> Problem description: Copy out the material below word for word, from the line with "the woman's face" through the end, including both of those lines.
## begin Records supplied
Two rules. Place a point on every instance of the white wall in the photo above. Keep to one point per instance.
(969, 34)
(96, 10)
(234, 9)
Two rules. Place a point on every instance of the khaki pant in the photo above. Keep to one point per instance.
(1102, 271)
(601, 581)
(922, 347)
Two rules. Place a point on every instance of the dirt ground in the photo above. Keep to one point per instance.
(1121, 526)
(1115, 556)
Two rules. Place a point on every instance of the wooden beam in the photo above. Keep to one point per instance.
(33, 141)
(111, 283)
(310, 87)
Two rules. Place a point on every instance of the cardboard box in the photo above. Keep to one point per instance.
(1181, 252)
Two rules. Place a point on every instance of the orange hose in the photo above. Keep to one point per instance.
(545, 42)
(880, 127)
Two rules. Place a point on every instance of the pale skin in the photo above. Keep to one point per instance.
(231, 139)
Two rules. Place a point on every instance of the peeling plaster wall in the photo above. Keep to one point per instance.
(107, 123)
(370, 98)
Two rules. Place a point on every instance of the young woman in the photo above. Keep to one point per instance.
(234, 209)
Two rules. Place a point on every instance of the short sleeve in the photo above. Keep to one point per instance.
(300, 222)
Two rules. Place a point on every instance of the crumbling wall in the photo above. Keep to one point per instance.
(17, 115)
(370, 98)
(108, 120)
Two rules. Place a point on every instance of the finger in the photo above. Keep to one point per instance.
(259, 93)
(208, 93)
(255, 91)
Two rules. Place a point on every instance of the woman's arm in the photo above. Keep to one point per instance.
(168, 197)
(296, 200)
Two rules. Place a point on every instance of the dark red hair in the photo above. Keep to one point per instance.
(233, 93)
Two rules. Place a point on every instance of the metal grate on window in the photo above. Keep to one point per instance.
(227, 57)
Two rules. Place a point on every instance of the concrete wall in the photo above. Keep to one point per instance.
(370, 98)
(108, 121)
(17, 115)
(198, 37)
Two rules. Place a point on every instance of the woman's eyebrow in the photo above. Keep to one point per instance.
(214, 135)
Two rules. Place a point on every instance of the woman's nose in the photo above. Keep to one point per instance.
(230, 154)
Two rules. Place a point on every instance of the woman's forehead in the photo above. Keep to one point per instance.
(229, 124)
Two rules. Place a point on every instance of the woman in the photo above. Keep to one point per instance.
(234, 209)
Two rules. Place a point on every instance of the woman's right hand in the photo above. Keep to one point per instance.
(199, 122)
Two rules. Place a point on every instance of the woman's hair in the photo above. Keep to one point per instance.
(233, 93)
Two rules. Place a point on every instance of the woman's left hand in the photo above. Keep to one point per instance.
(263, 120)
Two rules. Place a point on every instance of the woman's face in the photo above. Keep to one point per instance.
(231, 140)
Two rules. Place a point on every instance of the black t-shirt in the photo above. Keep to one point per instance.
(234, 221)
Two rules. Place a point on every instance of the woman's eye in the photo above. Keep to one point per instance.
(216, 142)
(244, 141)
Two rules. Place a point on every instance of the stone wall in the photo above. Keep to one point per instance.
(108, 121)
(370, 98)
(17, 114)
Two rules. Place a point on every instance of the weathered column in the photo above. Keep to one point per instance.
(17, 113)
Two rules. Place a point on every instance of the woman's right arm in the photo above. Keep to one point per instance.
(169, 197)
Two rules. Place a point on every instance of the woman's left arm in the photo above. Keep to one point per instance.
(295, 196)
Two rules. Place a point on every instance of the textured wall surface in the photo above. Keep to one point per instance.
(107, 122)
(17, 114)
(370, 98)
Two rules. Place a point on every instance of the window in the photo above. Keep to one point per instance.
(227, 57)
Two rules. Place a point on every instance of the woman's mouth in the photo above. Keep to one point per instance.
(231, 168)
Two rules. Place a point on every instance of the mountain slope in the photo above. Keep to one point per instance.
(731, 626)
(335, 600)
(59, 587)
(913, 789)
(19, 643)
## end Records supplied
> Task response:
Two rules. Place a point on every instance of the woman's face in the photo above. Keep to one point per instance.
(231, 140)
Two rules. Place a point on every instance of the black t-shirt in the photo above. Keep to one point per instance.
(234, 221)
Two rules. Place a point on every instance of the woman's eye in the photo above. Keep to one point per instance.
(216, 142)
(244, 141)
Two rules. Place a point on every instance of the stone wall in the photo above. Keep to one point per instance.
(108, 121)
(370, 98)
(17, 114)
Two rules. Place a point on every instance of the weathered column in the photo above. Keep to one point per instance.
(17, 113)
Two rules. Place a point on every instance of the woman's right arm in the photo above. Keep to one point per instance.
(169, 197)
Two rules. Place a point on every instance of the woman's left arm in the photo above. Keep to one point per instance.
(295, 196)
Two rules. Place a point on every instance of the textured wall surface in the photo above. Keep to one point per instance.
(107, 122)
(17, 114)
(370, 98)
Two rules. Place a point on every instance of the window in the photo above. Keep to one point per instance.
(227, 57)
Two rules. Place a point on every instance of the woman's mouth in the photo above. Keep to one point per instance.
(231, 168)
Two rules. Place a point on every instance of the mountain slope in the photo above. Keep to one point per instance.
(731, 626)
(335, 600)
(59, 587)
(913, 789)
(19, 643)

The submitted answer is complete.